**TEXTAUSZUG:**

%%

Von Birgit Karg
In der Reihe „Kabarettissimo“ im Herrenhof Mußbach betrat Mathias Tretter die Bühne mit seinem neuen Programm „Souverän“. Und spätestens nach wenigen Minuten war klar: hier steht einer, der die politischen, kulturellen und technologischen Verwerfungen unserer Gegenwart nicht bloß beobachtet, sondern seziert – mit Witz, Stil und einem federleichten Zynismus. Tretter, Jahrgang 1972, gebürtig aus Würzburg, studierter Germanist, heute in Leipzig zuhause, bleibt einer der klügsten und gleichzeitig menschlichsten Stimmen im deutschen Kabarett.

%%

**AUFGABENSTELLUNG 1:**
Gib alle Zeilen aus, in denen die Zeichenfolge „green“ vorkommt, und achte dabei auf Groß- und Kleinschreibung.
Die Zeilen weiter unten haben mit dem Textauszug nichts zu tun.

**BEREITGESTELLTES MATERIAL:**
%%

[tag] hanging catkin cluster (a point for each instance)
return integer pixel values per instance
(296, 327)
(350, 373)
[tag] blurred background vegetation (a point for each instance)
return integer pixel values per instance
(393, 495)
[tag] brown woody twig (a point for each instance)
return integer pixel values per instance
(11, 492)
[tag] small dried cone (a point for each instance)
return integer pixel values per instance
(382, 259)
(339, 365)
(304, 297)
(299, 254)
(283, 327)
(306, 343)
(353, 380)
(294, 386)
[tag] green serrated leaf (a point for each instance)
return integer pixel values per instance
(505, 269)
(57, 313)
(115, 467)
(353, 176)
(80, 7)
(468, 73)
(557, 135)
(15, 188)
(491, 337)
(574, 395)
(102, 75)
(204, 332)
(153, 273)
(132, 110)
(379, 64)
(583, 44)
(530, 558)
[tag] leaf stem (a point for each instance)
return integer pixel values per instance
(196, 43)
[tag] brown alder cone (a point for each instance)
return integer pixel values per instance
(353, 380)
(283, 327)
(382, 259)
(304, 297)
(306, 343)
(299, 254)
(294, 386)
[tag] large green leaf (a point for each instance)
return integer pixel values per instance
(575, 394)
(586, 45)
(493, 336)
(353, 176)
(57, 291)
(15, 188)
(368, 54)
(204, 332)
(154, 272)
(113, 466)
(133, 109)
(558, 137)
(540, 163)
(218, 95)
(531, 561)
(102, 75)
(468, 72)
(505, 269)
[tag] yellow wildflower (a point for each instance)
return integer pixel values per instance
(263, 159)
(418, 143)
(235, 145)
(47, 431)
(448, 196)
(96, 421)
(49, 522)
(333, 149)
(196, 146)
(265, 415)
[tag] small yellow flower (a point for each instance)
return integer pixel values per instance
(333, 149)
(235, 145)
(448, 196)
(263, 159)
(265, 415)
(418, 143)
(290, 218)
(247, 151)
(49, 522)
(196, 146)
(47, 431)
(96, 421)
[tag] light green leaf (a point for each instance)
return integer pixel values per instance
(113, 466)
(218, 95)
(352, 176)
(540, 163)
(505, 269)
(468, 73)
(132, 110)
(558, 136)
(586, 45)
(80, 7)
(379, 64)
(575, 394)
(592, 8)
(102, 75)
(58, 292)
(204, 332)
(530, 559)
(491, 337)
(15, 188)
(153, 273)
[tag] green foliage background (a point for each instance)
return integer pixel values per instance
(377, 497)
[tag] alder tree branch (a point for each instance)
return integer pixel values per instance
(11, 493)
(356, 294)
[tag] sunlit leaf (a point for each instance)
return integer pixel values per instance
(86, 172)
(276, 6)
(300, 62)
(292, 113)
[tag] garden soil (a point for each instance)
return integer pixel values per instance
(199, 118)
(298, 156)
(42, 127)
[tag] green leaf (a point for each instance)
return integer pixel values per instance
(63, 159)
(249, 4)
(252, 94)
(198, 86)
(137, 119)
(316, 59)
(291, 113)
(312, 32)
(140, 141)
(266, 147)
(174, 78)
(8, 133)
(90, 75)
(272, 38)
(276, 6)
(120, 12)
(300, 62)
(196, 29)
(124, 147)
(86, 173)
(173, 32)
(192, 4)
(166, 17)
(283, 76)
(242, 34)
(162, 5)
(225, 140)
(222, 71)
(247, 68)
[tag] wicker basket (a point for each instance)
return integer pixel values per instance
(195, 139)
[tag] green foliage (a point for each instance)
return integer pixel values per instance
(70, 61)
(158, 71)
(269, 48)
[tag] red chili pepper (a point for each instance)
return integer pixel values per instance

%%

**AUFGABENSTELLUNG 2:**
Gib aus dem Textauszug die Passage von „Von Birgit Karg“ bis einschließlich „im deutschen Kabarett.“ wortgetreu wieder.

**MUSTERLÖSUNG 1:**
[tag] green serrated leaf (a point for each instance)
[tag] large green leaf (a point for each instance)
[tag] light green leaf (a point for each instance)
[tag] green foliage background (a point for each instance)
[tag] green leaf (a point for each instance)
[tag] green foliage (a point for each instance)

**MUSTERLÖSUNG 2:**
Von Birgit Karg
In der Reihe „Kabarettissimo“ im Herrenhof Mußbach betrat Mathias Tretter die Bühne mit seinem neuen Programm „Souverän“. Und spätestens nach wenigen Minuten war klar: hier steht einer, der die politischen, kulturellen und technologischen Verwerfungen unserer Gegenwart nicht bloß beobachtet, sondern seziert – mit Witz, Stil und einem federleichten Zynismus. Tretter, Jahrgang 1972, gebürtig aus Würzburg, studierter Germanist, heute in Leipzig zuhause, bleibt einer der klügsten und gleichzeitig menschlichsten Stimmen im deutschen Kabarett.